> _Written exercise_
Move every line of the records, starting with the line with "of the spiny" and going on through the end of the records, into your reply, adding -15 to each point coordinate in the answers. Leave the pictures out.

> _Data extract_
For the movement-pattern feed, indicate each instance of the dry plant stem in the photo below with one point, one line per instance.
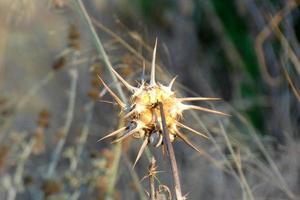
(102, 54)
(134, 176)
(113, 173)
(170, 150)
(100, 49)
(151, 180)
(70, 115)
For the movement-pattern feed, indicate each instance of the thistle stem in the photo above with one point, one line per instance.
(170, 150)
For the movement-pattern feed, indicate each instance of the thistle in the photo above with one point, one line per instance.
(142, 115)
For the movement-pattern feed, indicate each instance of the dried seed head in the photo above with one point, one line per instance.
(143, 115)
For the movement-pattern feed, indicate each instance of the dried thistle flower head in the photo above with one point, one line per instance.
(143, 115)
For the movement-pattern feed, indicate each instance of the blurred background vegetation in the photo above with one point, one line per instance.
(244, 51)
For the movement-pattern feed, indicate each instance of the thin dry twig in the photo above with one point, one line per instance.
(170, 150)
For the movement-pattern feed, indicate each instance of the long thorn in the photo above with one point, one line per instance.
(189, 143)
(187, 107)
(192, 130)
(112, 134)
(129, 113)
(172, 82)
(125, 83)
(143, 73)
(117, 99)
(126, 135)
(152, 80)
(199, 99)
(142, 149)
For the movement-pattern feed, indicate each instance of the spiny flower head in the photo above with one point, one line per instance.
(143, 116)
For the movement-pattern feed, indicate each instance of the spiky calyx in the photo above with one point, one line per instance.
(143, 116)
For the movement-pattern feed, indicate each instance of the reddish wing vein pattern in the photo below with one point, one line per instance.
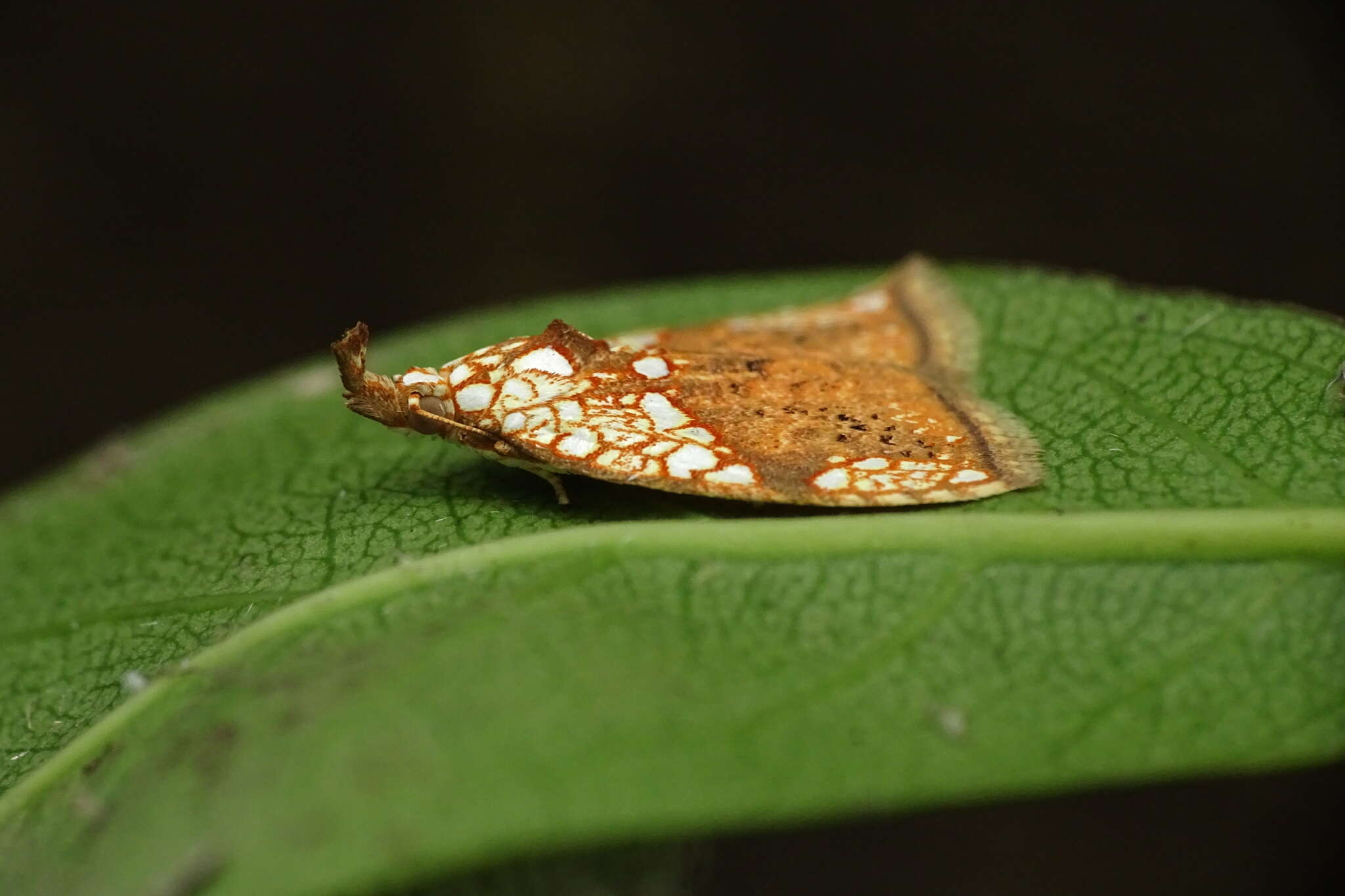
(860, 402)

> _Answer below_
For the movement-pattern feed, indicate each instance of the spiny flower head in the photo above with one point, one line per instance.
(128, 101)
For the movement-pattern feed, indicate each instance of the spiky calyx in the photo above with one point, one line per instance.
(128, 101)
For the movement-pattern feed, indicate each instance of the reddish wing vein pattern in the photo below with one point, one line per instance.
(845, 387)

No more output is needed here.